## Work instructions
(1) Pick out each line in the rows that contains the string "query" and copy those lines.
(2) Proceed with the passage on compiler phases, writing on from its last sentence.

## Passage
'''

Optimization may involve:
a. Detection and removal of dead(unreachable) code
b. Calculation of constant expressions and terms
c. Collapsing of repeated expressions into temporary storage.
d. Loop controlling
e. Moving code outside of loops
f. Removal of unnecessary temporary variables.
Code Generator
Produces the target language in a specific architecture.
The target program is normally is a re-locatable object file containing the machine
codes.
This phase involves:
- Allocation of registers and memory
- Generation of correct references
- Generation of correct types
- Generation of machine code.
Symbol table
An essential function of a compiler is to record the identifiers used in the source
program and collect information about various attributes of each identifier.
A symbol table is a data structure containing a record for each identifier, with fields
for the attributes of the identifier.
The data structure allows us to find the record for each identifier quickly and to store
or retrieve data from that record quickly.
When an identifier in the source program is detected by the lexical analyzer, the
identifier is entered into the symbol table.
The attributes of an identifier cannot normally be determined during lexical analysis.
For example, in a Pascal declaration like
var position* initial, rate : real ;
The type real is not known when position, initial, and rate are seen by the lexical
analyzer. The remaining phases enter information about identifiers into the symbol
table and then use this information in various ways.
Error Detection and Reporting
Each compiler phase can encounter errors. However, after detecting an error, a
phase must somehow deal with that error, so that compilation can proceed, allowing
further errors in the source program to be detected.

'''

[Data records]
'''

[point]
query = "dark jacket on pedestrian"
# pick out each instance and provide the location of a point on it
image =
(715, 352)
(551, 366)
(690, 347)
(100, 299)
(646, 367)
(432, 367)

'''
'''

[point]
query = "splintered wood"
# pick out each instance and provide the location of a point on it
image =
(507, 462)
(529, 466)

'''

## Outputs in order
(1)
query = "dark jacket on pedestrian"
query = "splintered wood"

(2)
The lexical phase can detect errors where the characters remaining in the input do
not form any token of the language.
Errors where the token stream violates the structure rules (syntax) of the language
are determined by the syntax analysis phase.
During semantic analysis the compiler tries to detect constructs that have the right
syntactic structure but no meaning to the operation.
Figure 1.2.1.1
1.3 COUSINS OF COMPILER
1. Preprocessor
2. Assembler
3. Loader and Link-editor
Preprocessor
A preprocessor is a program that processes its input data to produce output that is
used as input to another program. The output is said to be a preprocessed form of the
input data, which is often used by some subsequent programs like compilers.
They may perform the following functions:
1. Macro processing 3. Rational Preprocessors
2. File Inclusion 4. Language extension
1. Macro processing:
A macro is a rule or pattern that specifies how a certain input sequence should
be mapped to an output sequence according to a defined procedure. The mapping
process that instantiates a macro into a specific output sequence is known as macro
expansion.
2. File Inclusion:
Preprocessor includes header files into the program text. When the preprocessor
finds an #include directive it replaces it by the entire content of the specified file.
3. Rational Preprocessors:
These processors change older languages with more modern flow-of-control and
data-structuring facilities.
4. Language extension
These processors attempt to add capabilities to the language by what amounts to
built-in macros. For example, the language Equel is a database query language
embedded in C.
Assembler
Assembler creates object code by translating assembly instruction mnemonics
into machine code. There are two types of assemblers:
One-pass assemblers go through the source code once and assume that all
symbols will be defined before any instruction that references them.
Two-pass assemblers create a table with all symbols and their values in the first pass,
and then use the table in a second pass to generate code.
Linker and Loader
A linker or link editor is a program that takes one or more objects generated by
a compiler and combines them into a single executable program. Three tasks of the
linker are
1. Searches the program to find library routines used by program, e.g. printf(), math
routines.
2. Determines the memory locations that code from each module will occupy and
relocates its instructions by adjusting absolute references
3. Resolves references among files.
A loader is the part of an operating system that is responsible for loading
programs in memory, one of the essential stages in the process of starting a program.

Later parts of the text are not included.